======== Data excerpts
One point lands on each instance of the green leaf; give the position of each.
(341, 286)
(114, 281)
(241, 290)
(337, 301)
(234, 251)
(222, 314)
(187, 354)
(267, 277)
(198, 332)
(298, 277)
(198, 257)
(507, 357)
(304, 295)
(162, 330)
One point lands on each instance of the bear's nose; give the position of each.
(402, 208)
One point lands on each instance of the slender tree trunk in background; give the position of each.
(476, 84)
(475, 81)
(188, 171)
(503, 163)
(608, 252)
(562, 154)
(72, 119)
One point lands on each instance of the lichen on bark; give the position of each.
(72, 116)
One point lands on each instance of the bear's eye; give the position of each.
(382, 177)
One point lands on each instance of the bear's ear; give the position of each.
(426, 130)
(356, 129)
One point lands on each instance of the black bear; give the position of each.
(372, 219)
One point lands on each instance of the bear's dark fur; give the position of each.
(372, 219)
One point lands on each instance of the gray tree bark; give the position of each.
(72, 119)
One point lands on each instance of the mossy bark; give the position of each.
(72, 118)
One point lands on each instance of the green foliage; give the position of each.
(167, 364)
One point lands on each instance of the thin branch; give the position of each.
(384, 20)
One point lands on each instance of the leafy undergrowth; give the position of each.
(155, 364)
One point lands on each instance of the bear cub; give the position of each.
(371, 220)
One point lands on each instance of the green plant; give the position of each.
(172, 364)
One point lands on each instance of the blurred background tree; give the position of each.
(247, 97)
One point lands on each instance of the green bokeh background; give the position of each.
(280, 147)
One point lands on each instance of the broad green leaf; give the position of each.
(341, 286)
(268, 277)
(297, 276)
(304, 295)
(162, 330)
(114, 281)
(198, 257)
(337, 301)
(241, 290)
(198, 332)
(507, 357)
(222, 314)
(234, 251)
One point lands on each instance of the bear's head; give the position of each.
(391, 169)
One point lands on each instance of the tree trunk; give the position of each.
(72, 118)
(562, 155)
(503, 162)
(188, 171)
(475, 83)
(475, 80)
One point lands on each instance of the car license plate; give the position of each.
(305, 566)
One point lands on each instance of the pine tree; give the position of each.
================
Render every line of the listing above as a Markdown table with the columns Row and Listing line, numbering the rows in order and leaving out blank lines.

| Row | Listing line |
|---|---|
| 1 | One point lands on each instance of the green leaf; give the position of each. |
| 2 | (341, 286) |
| 3 | (114, 281) |
| 4 | (241, 290) |
| 5 | (337, 301) |
| 6 | (234, 251) |
| 7 | (222, 314) |
| 8 | (187, 354) |
| 9 | (267, 277) |
| 10 | (198, 332) |
| 11 | (298, 277) |
| 12 | (198, 257) |
| 13 | (507, 357) |
| 14 | (304, 295) |
| 15 | (162, 330) |
| 16 | One point lands on each instance of the bear's nose; give the position of each. |
| 17 | (402, 208) |
| 18 | One point lands on each instance of the slender tree trunk in background; give the position of each. |
| 19 | (476, 84) |
| 20 | (475, 81) |
| 21 | (188, 171) |
| 22 | (503, 163) |
| 23 | (608, 252) |
| 24 | (562, 154) |
| 25 | (72, 119) |
| 26 | One point lands on each instance of the lichen on bark; give the position of each. |
| 27 | (72, 116) |
| 28 | One point lands on each instance of the bear's eye; give the position of each. |
| 29 | (382, 177) |
| 30 | One point lands on each instance of the bear's ear; give the position of each. |
| 31 | (426, 130) |
| 32 | (356, 129) |
| 33 | One point lands on each instance of the black bear; give the position of each. |
| 34 | (372, 219) |
| 35 | One point lands on each instance of the bear's dark fur; give the position of each. |
| 36 | (372, 219) |
| 37 | One point lands on each instance of the gray tree bark; give the position of each. |
| 38 | (72, 119) |
| 39 | One point lands on each instance of the mossy bark; give the position of each. |
| 40 | (72, 118) |
| 41 | One point lands on each instance of the green foliage; give the position of each. |
| 42 | (167, 364) |
| 43 | One point lands on each instance of the thin branch; give the position of each. |
| 44 | (384, 20) |
| 45 | One point lands on each instance of the leafy undergrowth; give the position of each. |
| 46 | (155, 364) |
| 47 | One point lands on each instance of the bear cub; give the position of each. |
| 48 | (371, 220) |
| 49 | One point lands on each instance of the green plant; give the position of each. |
| 50 | (172, 364) |
| 51 | One point lands on each instance of the blurred background tree; give the position of each. |
| 52 | (247, 97) |
| 53 | One point lands on each instance of the green bokeh background; give the position of each. |
| 54 | (280, 147) |
| 55 | One point lands on each instance of the broad green leaf; give the position of each. |
| 56 | (341, 286) |
| 57 | (268, 277) |
| 58 | (297, 276) |
| 59 | (304, 295) |
| 60 | (162, 330) |
| 61 | (114, 281) |
| 62 | (198, 257) |
| 63 | (337, 301) |
| 64 | (241, 290) |
| 65 | (198, 332) |
| 66 | (507, 357) |
| 67 | (222, 314) |
| 68 | (234, 251) |
| 69 | One point lands on each instance of the bear's head; give the position of each. |
| 70 | (391, 169) |
| 71 | One point lands on each instance of the tree trunk; give the position of each. |
| 72 | (72, 118) |
| 73 | (562, 155) |
| 74 | (503, 162) |
| 75 | (188, 171) |
| 76 | (475, 83) |
| 77 | (475, 80) |
| 78 | One point lands on each instance of the car license plate; give the position of each. |
| 79 | (305, 566) |
| 80 | One point lands on each instance of the pine tree; give the position of each. |